-- Start Material shown --

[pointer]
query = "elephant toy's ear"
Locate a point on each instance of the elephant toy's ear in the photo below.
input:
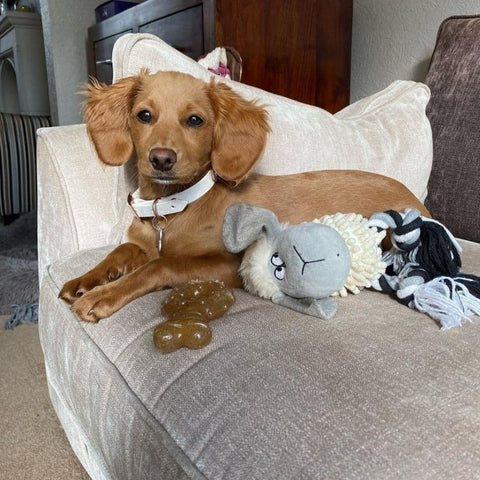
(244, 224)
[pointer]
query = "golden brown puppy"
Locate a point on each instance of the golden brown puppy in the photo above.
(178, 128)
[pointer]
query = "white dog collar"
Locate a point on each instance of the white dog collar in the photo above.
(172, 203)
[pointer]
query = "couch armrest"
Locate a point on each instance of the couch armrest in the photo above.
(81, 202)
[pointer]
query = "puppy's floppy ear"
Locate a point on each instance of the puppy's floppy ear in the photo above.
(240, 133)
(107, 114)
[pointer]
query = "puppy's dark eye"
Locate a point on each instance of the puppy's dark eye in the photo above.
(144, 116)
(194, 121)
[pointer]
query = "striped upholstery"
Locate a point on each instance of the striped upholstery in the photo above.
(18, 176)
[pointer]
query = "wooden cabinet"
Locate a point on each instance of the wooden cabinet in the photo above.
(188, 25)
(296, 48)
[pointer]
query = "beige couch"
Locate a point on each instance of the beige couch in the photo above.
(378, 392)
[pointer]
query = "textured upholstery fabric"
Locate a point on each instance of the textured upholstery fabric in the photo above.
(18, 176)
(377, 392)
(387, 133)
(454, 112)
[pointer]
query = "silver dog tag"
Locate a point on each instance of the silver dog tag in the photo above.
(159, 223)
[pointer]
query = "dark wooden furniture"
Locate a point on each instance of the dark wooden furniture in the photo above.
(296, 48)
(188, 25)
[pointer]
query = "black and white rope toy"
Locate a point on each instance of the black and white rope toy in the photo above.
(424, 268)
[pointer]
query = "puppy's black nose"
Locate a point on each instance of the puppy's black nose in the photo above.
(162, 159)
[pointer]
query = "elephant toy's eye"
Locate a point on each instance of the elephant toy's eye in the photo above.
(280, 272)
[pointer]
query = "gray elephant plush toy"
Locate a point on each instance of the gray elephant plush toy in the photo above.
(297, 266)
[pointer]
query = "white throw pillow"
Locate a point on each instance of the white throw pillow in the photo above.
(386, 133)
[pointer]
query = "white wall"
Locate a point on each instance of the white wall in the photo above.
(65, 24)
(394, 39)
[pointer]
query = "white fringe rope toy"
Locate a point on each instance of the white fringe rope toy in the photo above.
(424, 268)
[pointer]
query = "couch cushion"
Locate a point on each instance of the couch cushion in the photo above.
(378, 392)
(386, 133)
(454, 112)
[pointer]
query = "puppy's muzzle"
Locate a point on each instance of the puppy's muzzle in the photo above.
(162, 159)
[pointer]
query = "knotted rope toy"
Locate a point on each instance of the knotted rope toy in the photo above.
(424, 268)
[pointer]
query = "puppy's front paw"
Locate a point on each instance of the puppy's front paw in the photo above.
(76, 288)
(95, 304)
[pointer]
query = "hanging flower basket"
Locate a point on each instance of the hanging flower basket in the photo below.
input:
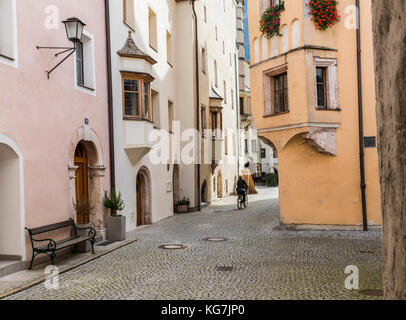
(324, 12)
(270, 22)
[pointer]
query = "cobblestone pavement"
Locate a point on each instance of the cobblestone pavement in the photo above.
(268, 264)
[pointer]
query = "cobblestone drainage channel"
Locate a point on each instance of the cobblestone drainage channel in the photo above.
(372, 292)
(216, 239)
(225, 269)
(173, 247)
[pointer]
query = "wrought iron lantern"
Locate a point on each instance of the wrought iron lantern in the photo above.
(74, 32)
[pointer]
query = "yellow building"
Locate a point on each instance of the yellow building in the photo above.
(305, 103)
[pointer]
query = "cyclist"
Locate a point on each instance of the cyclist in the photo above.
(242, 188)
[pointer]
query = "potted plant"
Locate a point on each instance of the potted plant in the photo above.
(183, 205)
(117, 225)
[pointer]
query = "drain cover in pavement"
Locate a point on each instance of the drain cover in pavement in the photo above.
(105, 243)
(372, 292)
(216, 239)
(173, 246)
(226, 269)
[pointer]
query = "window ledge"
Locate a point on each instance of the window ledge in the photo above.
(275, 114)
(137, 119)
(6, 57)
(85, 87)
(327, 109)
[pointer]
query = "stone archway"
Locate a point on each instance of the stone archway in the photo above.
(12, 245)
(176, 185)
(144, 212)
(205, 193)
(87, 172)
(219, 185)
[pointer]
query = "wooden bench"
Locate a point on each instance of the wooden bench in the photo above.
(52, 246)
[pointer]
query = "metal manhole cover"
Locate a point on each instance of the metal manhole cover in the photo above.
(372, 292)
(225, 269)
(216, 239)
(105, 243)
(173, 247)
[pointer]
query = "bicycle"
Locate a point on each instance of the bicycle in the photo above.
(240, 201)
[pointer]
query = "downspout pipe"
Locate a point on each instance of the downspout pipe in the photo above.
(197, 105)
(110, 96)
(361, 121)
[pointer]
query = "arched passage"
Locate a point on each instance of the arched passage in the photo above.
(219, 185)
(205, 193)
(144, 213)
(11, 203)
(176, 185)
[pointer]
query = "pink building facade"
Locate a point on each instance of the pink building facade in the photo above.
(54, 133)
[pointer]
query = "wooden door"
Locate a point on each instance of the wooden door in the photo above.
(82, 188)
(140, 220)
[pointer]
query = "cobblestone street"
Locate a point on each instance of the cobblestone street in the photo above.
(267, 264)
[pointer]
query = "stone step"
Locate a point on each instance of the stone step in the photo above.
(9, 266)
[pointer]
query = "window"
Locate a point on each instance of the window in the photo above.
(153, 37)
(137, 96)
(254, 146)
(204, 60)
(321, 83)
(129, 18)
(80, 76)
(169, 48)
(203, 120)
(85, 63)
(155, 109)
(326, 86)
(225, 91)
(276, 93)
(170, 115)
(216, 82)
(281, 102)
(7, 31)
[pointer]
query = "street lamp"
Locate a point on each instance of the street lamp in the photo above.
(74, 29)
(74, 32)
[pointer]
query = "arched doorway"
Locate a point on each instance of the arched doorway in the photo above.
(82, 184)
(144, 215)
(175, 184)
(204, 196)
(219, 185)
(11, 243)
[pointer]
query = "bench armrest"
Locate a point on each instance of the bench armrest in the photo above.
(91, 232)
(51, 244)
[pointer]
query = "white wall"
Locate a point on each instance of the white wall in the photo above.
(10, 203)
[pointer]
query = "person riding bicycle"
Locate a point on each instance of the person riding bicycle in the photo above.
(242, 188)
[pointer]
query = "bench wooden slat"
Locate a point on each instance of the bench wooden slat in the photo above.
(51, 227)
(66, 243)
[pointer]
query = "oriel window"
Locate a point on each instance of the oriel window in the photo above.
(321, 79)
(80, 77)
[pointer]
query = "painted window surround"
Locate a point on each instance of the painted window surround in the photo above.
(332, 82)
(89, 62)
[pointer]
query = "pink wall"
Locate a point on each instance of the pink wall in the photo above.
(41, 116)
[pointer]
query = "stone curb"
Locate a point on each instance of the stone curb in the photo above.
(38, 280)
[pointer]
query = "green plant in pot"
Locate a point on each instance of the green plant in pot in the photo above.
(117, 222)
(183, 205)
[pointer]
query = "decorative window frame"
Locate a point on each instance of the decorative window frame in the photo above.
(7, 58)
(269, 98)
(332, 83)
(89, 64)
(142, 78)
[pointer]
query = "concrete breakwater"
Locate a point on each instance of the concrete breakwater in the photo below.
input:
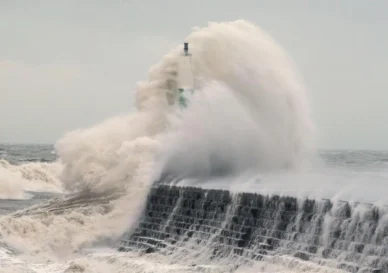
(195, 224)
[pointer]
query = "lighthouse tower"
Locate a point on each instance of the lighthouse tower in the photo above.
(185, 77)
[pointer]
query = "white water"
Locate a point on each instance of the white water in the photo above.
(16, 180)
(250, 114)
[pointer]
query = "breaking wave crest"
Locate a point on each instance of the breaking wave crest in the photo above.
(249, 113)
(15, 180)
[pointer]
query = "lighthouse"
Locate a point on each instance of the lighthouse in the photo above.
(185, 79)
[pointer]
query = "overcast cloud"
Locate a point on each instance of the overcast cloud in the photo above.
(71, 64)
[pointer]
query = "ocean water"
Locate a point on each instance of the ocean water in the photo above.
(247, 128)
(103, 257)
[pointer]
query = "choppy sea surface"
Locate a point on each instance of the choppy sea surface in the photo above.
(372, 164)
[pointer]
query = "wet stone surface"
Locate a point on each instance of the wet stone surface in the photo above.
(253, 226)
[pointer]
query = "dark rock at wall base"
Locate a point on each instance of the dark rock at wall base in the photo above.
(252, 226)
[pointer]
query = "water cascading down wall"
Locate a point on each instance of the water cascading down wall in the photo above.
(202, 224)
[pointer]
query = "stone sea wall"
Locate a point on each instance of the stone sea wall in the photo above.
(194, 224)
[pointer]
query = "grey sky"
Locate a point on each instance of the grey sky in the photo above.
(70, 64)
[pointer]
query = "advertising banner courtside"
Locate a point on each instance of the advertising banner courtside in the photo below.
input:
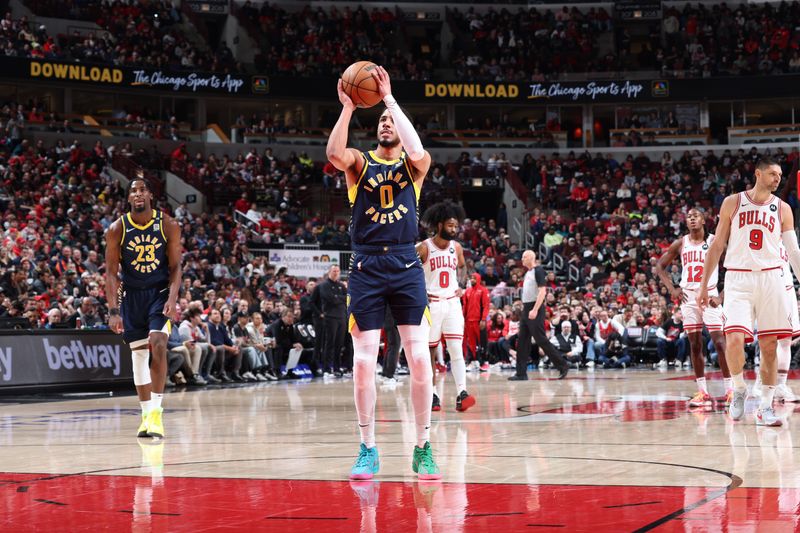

-- End Material shown --

- Required work
Please show every line of the listing above that contains the word "passage", matching case exactly.

- Reply to the task
query = "arched passage"
Locate a point on each instance of the arched passage in the photo above.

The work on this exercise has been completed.